═════ Source records ═════
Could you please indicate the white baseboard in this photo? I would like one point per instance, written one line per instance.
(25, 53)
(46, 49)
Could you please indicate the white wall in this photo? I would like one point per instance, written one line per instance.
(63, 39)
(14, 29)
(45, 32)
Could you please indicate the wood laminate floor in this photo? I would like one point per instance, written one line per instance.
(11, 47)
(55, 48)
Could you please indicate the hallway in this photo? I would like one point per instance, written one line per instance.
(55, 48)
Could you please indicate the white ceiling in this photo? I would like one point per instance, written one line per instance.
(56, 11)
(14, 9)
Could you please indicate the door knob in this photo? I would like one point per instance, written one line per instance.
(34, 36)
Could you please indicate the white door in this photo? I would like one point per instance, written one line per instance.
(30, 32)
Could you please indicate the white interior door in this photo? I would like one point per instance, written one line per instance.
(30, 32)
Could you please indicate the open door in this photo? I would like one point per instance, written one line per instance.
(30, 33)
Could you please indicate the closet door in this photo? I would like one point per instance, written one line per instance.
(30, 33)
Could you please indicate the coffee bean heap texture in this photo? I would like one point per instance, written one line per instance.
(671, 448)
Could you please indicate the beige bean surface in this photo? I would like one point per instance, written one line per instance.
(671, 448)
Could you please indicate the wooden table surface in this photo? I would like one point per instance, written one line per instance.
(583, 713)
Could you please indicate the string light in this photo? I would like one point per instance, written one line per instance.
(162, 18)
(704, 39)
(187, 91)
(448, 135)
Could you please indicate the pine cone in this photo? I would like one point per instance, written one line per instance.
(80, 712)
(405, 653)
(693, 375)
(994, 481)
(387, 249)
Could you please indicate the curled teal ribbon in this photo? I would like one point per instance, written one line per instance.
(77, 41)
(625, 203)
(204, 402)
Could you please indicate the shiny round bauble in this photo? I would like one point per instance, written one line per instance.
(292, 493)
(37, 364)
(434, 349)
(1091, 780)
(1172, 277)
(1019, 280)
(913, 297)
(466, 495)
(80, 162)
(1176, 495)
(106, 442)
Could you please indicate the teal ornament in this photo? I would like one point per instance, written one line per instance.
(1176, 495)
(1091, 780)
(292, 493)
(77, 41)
═════
— What is asked —
Can you copy every one of the lines above word for word, with no changes at all?

— Full solution —
Could you please indicate the white baseboard in this photo? I would like one point per instance, written one line per instance.
(25, 53)
(46, 49)
Could you please indicate the white wall in this photo? I would like one point per instance, written one line per instance.
(63, 39)
(14, 29)
(45, 32)
Could you please indicate the wood laminate floor in this photo? I would like one point per instance, written one line per instance.
(11, 47)
(55, 48)
Could you please indicate the hallway in this photo? I would like one point per instance, written one line per instance.
(55, 48)
Could you please indicate the white ceiling in this photo? I would like one point per instance, written one line per instance.
(56, 11)
(14, 9)
Could you please indicate the door knob in this photo? I would like one point per instance, written one line per instance.
(34, 36)
Could you please indicate the white door in this photo? I would like one point per instance, written one line per instance.
(30, 32)
Could you please indicate the white interior door in this photo? I would like one point per instance, written one line per instance.
(30, 32)
Could you please indicate the open door in this photo? I would like one point per instance, written one line per instance.
(30, 33)
Could you please indicate the closet door in this photo? I would like one point per instance, written one line per instance.
(30, 33)
Could you please indicate the coffee bean heap texture in this photo? I would like one point per instance, written one line per instance.
(671, 448)
Could you please indicate the beige bean surface in this photo? I would like one point per instance, written one line per instance.
(671, 448)
Could you please indicate the wooden table surface in this photo? I would like one point per instance, written one line per instance.
(583, 713)
Could you please indicate the string light in this photo? I would like one point per instance, written one line per instance.
(162, 18)
(704, 39)
(187, 91)
(448, 135)
Could you please indicate the pine cone in this photo? I would like one point per instance, written one line per instance.
(80, 712)
(405, 653)
(693, 375)
(994, 481)
(387, 249)
Could you please indicate the curled teal ribbon in this photo? I would like one point per instance, written one line per instance.
(77, 41)
(625, 203)
(204, 402)
Could you please indicate the shiny round bauble in this photo? I would like one point per instance, written one line per instance.
(292, 493)
(37, 364)
(434, 349)
(1091, 780)
(1172, 277)
(1019, 280)
(913, 297)
(466, 495)
(80, 162)
(1176, 495)
(106, 442)
Could you please indicate the teal ornament in this photo? I would like one point per instance, written one line per instance.
(1176, 495)
(1091, 780)
(292, 493)
(77, 41)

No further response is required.